Natural-language object grounding data:
------------------------------------------------------------------------
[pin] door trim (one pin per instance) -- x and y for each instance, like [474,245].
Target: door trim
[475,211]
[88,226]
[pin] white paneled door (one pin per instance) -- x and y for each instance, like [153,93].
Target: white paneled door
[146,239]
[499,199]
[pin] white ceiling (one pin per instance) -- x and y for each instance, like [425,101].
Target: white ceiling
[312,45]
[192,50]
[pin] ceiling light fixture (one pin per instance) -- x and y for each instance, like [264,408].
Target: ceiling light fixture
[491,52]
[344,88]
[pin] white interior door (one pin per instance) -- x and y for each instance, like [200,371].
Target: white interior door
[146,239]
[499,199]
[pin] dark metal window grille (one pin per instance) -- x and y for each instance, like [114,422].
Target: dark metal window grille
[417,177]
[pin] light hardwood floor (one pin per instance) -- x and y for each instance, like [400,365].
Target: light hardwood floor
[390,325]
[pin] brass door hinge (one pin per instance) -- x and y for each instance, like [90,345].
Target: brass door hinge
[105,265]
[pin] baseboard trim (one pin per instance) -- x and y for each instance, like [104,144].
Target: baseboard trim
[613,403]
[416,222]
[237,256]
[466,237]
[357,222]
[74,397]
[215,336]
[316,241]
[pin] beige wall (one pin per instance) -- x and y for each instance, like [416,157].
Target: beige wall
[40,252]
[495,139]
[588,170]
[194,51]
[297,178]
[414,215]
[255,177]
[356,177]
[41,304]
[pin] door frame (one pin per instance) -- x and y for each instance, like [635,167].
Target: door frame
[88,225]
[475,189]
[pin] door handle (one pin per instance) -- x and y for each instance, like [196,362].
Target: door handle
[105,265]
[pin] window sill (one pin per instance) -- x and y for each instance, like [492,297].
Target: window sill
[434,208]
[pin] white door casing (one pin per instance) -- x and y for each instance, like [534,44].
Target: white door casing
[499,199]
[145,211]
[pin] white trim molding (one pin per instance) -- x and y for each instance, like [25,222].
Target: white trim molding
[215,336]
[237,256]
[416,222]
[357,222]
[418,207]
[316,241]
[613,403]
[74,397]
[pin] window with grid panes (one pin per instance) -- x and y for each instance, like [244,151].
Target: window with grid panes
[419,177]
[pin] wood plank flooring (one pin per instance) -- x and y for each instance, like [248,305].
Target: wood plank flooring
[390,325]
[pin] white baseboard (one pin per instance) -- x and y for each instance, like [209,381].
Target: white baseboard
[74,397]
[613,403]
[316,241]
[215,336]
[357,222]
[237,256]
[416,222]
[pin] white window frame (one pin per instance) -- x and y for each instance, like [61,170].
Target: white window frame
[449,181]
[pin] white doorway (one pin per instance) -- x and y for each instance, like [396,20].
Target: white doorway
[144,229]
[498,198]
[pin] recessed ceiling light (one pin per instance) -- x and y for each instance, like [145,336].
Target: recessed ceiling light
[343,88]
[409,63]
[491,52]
------------------------------------------------------------------------
The required output is every line of the entries, starting at the one that contains "[pin] door handle" and ending at the last, copied exactly.

[pin] door handle (one pin per instance) -- x and y for each instance, like [196,362].
Target: door handle
[105,265]
[pin] window sill (one pin per instance) -- x and y for each instance, like [492,297].
Target: window sill
[434,208]
[pin] white door casing (one pin per instance) -- x and y for each instance, like [534,44].
Target: white door casing
[499,199]
[145,211]
[pin] white trim molding (one pin per instance) -- x and y for each instance, like [25,222].
Target: white trim molding
[215,336]
[237,256]
[416,222]
[357,222]
[418,207]
[316,241]
[613,403]
[74,397]
[pin] window with grid panes (one pin per instance) -- x and y for each instance, like [244,151].
Target: window with grid panes
[419,177]
[pin] wood plank flooring (one pin per instance) -- x and y for each instance, like [248,305].
Target: wood plank flooring
[390,325]
[pin] white baseboard (one pin per instance) -- x and y for each instance, like [209,381].
Target: white baseboard
[74,397]
[613,403]
[316,241]
[215,336]
[357,222]
[237,256]
[416,222]
[pin] white window frame (one pin per instance) -- x and y for each instance, like [61,170].
Target: white window frame
[449,181]
[pin] white doorway (one pin per instance) -- x and y for each instance, like [396,20].
Target: white doorway
[144,229]
[498,198]
[pin] recessed ceiling light (one pin per instance) -- x and y for each instance, like [145,336].
Target: recessed ceiling light
[343,88]
[409,63]
[491,52]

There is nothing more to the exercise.